◆ Given instruction 1
Reproduce the terms of business word for word from "2. The prices" to "contract is concluded.".
◆ Given instruction 2
Answer these questions using the terms of business:
(a) Who is the only party permitted to make subsidiary agreements or assurances that go beyond these terms?
(b) Within how many months of the contract being concluded must goods or services be delivered for the stated prices to apply?
(c) Which value added tax is calculated for deliveries within the EU when the customer's VAT number is missing or incorrect?

◆ Excerpted passage

General terms of business of MSL Mathieu Schalungssysteme und Lufttechnische Komponenten GmbH with other companies
1. The followings terms of sale and delivery apply exclusively to concluding contracts with natural people or legal entities who, when concluding the transaction, act on a commercial or freelance basis and with legal entities in public law or public law special assets. These general terms of business do not apply to concluding contracts with consumers.
2. The following terms also apply to all future business relationships even if they have not been explicitly agreed again. Differing conditions from the customer, which we do not explicitly recognise, are not binding for MSL even if we do not explicitly contradict them. The following terms also apply if we implement the customer's order without restriction even when aware of opposing or different terms from the client.
3. Section 312i Para. 1 Sentence 1 No. 1-3 and Sentence 2 of the German Civil Code (BGB) do not apply.
4. The version of the general terms and conditions in force at the time the contract was concluded always applies. We reserve the right to modify these general terms and conditions, if necessary.
2. Formation of the agreement
1. The offers are always subject to change and are non-binding unless we have explicitly referred to them in writing as binding. Orders, including those made online, are legally binding offers from the customer to buy that MSL can accept by sending the order confirmation or the ordered goods. The order confirmation is decisive in stipulating the scope of delivery. There is a right to correct errors in offers, order confirmations, and invoices.
2. Only the business management is permitted to make subsidiary agreements or assurances that go beyond the content of these general terms and conditions. The MSL sales employees are not permitted to do so.
3. Property rights
1. We retain our ownership, copyrights, and other property rights over all quotations, drafts, drawings, and other documents even if these documents were created using the customer's requirements. The customer may only pass these on to third parties with our written approval regardless of whether or not we have marked these as confidential. Drawings or other documents that are part of the quotations must be returned to us without delay at our request or if the order is not issued. Actions for the proper use of the acquired goods are excluded from these terms.
2. If the production of the goods according to the customer’s drawings, samples, or other requirements violates the property rights of third parties, the customer must indemnify us for all claims from third parties. We are not obliged to check the drawings, samples, or other information provided by the customer, including with regard to the property rights held by third parties.
4. Prices - dispatch costs
1. Our prices stated in the relevant valid price list arise from our quotation or order confirmation. In addition, even if not explicitly stated there, the statutory value added tax applicable on the date that the invoice is issued applies. For deliveries and services provided within the EU, the relevant German value added tax is calculated if the necessary information from the customer, such as the VAT no., is missing or incorrect.
2. The prices only apply to the ordered goods and/or services that are delivered or provided within 4 months of the contract being concluded. Numbers (3) to (4) apply with regard to increasing the price of goods and/or services that are delivered 4 months or more after the contract is concluded.
3. If, at the customer's request, goods are delivered or services provided more than 4 months after the contract is concluded and if after 4 months the salary and/or material costs, including the cost of any advance materials, have increased, MSL may raise the price in line with these cost increases up to the list prices valid on the date of delivery that already include this price increase. If in the case of later deliveries the costs stated hereinabove are lower than originally set, the costs for delivering the goods and/or services are reduced accordingly.

◆ Given entries
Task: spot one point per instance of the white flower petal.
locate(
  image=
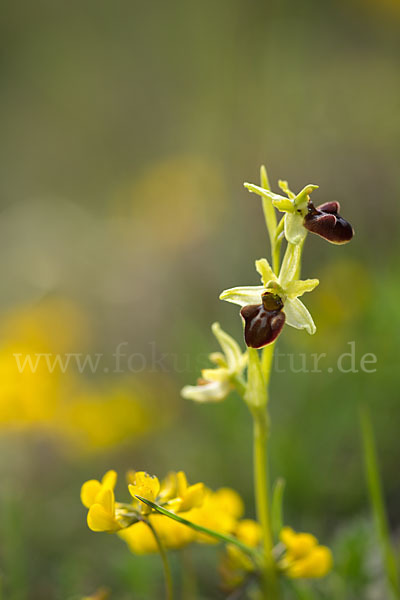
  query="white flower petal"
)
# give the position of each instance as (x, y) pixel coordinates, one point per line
(229, 347)
(209, 392)
(298, 316)
(243, 295)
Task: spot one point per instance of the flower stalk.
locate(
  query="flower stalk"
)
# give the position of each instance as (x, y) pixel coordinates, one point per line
(169, 586)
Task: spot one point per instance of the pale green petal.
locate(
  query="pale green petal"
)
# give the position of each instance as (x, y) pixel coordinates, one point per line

◆ Exercise answer 1
2. The prices only apply to the ordered goods and/or services that are delivered or provided within 4 months of the contract being concluded. Numbers (3) to (4) apply with regard to increasing the price of goods and/or services that are delivered 4 months or more after the contract is concluded.

◆ Exercise answer 2
(a) The business management.
(b) Within 4 months.
(c) The relevant German value added tax.